The entries are to be duplicated exactly, with nothing left out.

[Data extracted from a collection]
# # # # # # #
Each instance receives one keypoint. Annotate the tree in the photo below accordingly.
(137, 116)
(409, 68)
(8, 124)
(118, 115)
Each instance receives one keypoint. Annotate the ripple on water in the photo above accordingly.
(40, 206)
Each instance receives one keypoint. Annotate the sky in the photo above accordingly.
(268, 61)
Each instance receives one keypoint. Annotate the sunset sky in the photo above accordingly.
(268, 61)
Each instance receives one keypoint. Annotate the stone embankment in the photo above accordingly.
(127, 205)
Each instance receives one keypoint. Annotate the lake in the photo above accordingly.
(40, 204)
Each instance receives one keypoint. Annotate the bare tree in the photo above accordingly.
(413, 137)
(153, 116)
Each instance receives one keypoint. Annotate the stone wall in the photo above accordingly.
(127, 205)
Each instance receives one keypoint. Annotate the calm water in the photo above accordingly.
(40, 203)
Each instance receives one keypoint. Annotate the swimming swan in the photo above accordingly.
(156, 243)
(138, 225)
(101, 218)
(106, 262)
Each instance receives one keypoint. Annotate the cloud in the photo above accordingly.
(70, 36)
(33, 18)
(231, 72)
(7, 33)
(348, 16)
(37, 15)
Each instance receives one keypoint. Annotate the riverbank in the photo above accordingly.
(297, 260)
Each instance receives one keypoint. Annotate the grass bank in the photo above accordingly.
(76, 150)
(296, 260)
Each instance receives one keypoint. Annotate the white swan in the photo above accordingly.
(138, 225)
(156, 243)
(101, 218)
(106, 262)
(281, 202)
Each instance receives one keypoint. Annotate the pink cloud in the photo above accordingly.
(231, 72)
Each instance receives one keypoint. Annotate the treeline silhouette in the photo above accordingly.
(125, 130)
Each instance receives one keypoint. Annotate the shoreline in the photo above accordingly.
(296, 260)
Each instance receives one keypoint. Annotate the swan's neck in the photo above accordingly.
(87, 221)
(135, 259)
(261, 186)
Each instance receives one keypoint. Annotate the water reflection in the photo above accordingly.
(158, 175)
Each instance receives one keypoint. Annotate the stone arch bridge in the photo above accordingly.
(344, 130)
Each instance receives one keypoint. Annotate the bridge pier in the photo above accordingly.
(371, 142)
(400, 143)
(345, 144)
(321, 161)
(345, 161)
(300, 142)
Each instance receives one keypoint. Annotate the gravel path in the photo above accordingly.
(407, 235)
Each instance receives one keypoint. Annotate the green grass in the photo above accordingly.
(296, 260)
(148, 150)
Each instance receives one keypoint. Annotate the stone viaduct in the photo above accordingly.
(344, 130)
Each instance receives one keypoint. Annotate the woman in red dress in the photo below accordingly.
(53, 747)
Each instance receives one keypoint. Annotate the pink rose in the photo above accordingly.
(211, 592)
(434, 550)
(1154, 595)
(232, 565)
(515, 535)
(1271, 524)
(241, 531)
# # # # # # #
--- EXERCISE RESULT ---
Each instance receives one keypoint. Annotate the tree in the photo below accordingly.
(137, 116)
(409, 68)
(8, 124)
(118, 115)
Each instance receives one keypoint. Annotate the ripple on water in the photo above accordingly.
(40, 206)
Each instance receives one keypoint. Annotate the sky in the photo above accordingly.
(268, 61)
Each instance receives one keypoint. Annotate the sunset sky in the photo above accordingly.
(268, 61)
Each instance receives one keypoint. Annotate the stone embankment in the photo above accordingly.
(127, 205)
Each instance receives one keypoint. Annotate the lake in the photo above accordingly.
(40, 204)
Each instance receives one keypoint. Annotate the bare tree in the photo above accordingly.
(413, 137)
(153, 116)
Each instance receives one keypoint. Annotate the stone wall in the photo above accordingly.
(127, 205)
Each instance receives one keypoint. Annotate the calm water in the photo above accordingly.
(40, 203)
Each instance receives one keypoint. Annotate the swimming swan in the photo above accordingly.
(156, 243)
(138, 225)
(101, 218)
(106, 262)
Each instance receives one keypoint. Annotate the cloud in the photo above accordingly.
(70, 36)
(33, 18)
(231, 72)
(7, 33)
(348, 16)
(37, 15)
Each instance receives one keypoint. Annotate the riverbank in the photo above accordingly.
(297, 260)
Each instance receives one keypoint. Annotate the grass bank in the photo above accordingly.
(76, 150)
(296, 260)
Each instance receives one keypoint. Annotate the white swan in the photo above accordingly.
(138, 225)
(156, 243)
(101, 218)
(106, 262)
(281, 202)
Each instance receives one keypoint. Annotate the pink cloud in the photo above accordingly.
(231, 72)
Each instance receives one keypoint. Annotate the treeline silhouette in the photo above accordingly.
(125, 130)
Each instance receives one keypoint. Annotate the shoreline in the photo above accordingly.
(296, 260)
Each instance receives one keypoint. Annotate the swan's neck in the photo above accordingly.
(87, 221)
(135, 259)
(261, 186)
Each instance receives one keypoint. Annotate the water reflection in the photo above accordingly.
(158, 175)
Each instance receives one keypoint. Annotate the stone arch bridge in the photo above accordingly.
(344, 130)
Each instance receives one keypoint. Annotate the bridge pier in the photo above accordingly.
(371, 142)
(400, 143)
(345, 144)
(321, 161)
(345, 161)
(300, 142)
Each instance receives one keypoint. Annotate the gravel path in the photo above accordingly.
(407, 235)
Each instance receives one keypoint. Annotate the green grass in the photo above accordingly.
(296, 260)
(148, 150)
Each instance receives one keypoint. Annotate the stone viaduct in the photo above accordingly.
(344, 130)
Each instance receives one keypoint. Annotate the woman in red dress in the photo below accordingly.
(53, 747)
Each instance receives one keypoint. Annotate the pink rose in the photo above accordingly.
(211, 592)
(434, 550)
(1154, 595)
(232, 565)
(515, 535)
(1271, 524)
(241, 531)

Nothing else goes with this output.